Objective =
Can you print, without any change, the lines below from the line containing "Expected behaviour: for every instance of the green" through the last line, including both, and nothing else?

Data items
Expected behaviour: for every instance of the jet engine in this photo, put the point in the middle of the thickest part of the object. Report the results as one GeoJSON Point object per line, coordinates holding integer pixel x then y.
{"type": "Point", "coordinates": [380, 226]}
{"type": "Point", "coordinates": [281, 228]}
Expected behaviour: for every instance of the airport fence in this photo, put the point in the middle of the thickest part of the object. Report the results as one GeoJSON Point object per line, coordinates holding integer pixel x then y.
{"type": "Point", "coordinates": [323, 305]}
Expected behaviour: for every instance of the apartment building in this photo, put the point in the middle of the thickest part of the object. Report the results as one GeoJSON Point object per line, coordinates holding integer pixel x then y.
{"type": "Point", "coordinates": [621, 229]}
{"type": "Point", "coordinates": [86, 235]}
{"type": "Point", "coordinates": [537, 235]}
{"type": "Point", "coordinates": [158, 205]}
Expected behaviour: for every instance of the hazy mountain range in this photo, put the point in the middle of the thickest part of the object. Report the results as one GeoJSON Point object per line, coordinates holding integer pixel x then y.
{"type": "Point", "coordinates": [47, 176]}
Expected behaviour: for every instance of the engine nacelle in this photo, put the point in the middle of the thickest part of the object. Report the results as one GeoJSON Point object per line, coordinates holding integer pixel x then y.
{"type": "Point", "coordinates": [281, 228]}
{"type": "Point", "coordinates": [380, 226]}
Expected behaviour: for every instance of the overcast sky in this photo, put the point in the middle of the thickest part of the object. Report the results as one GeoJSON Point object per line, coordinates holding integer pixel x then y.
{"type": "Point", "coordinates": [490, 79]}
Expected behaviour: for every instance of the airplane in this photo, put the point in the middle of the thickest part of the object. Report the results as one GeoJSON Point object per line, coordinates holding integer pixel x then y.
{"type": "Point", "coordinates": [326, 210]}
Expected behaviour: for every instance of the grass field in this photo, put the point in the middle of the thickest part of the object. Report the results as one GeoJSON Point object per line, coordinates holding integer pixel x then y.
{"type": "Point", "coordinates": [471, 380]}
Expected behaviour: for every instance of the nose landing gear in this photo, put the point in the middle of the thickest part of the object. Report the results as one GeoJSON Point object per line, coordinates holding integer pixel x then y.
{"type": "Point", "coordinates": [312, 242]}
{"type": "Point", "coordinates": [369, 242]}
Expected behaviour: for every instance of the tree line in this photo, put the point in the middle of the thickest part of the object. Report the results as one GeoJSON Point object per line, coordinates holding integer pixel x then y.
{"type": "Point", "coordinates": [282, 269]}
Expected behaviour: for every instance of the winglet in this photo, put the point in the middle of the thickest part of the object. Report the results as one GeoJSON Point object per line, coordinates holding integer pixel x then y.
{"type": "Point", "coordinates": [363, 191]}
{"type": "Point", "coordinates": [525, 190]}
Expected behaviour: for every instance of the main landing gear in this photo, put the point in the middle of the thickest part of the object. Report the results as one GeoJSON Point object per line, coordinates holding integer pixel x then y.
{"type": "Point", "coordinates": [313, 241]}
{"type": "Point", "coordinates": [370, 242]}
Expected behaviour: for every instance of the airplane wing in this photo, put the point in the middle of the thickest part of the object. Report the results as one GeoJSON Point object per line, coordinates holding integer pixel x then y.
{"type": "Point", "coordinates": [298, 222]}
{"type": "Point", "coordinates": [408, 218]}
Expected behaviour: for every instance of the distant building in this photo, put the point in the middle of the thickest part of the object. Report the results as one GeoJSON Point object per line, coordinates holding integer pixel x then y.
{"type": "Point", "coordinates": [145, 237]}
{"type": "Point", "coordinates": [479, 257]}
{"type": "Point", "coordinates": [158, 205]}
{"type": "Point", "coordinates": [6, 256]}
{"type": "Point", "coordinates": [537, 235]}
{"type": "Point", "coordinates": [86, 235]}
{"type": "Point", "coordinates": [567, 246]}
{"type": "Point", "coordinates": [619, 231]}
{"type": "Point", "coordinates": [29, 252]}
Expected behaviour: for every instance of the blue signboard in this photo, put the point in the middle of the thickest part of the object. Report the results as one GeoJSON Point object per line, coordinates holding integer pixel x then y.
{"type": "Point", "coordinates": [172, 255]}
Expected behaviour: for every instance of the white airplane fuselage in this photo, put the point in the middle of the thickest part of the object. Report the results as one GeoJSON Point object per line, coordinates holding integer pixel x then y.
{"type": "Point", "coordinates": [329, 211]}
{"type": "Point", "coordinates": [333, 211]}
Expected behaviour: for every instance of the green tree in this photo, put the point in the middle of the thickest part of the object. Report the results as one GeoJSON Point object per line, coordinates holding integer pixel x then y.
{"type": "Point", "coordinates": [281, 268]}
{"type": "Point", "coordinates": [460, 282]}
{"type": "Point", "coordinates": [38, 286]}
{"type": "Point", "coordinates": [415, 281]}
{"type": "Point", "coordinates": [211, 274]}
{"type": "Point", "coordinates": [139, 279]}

Result of this task =
Expected behaviour: for every instance of the green tree in this photo, put the point in the middle of the thickest part of the object. Report the results as one GeoJSON Point object per line, coordinates holding integer pixel x then y.
{"type": "Point", "coordinates": [281, 268]}
{"type": "Point", "coordinates": [460, 282]}
{"type": "Point", "coordinates": [38, 286]}
{"type": "Point", "coordinates": [415, 281]}
{"type": "Point", "coordinates": [211, 274]}
{"type": "Point", "coordinates": [139, 279]}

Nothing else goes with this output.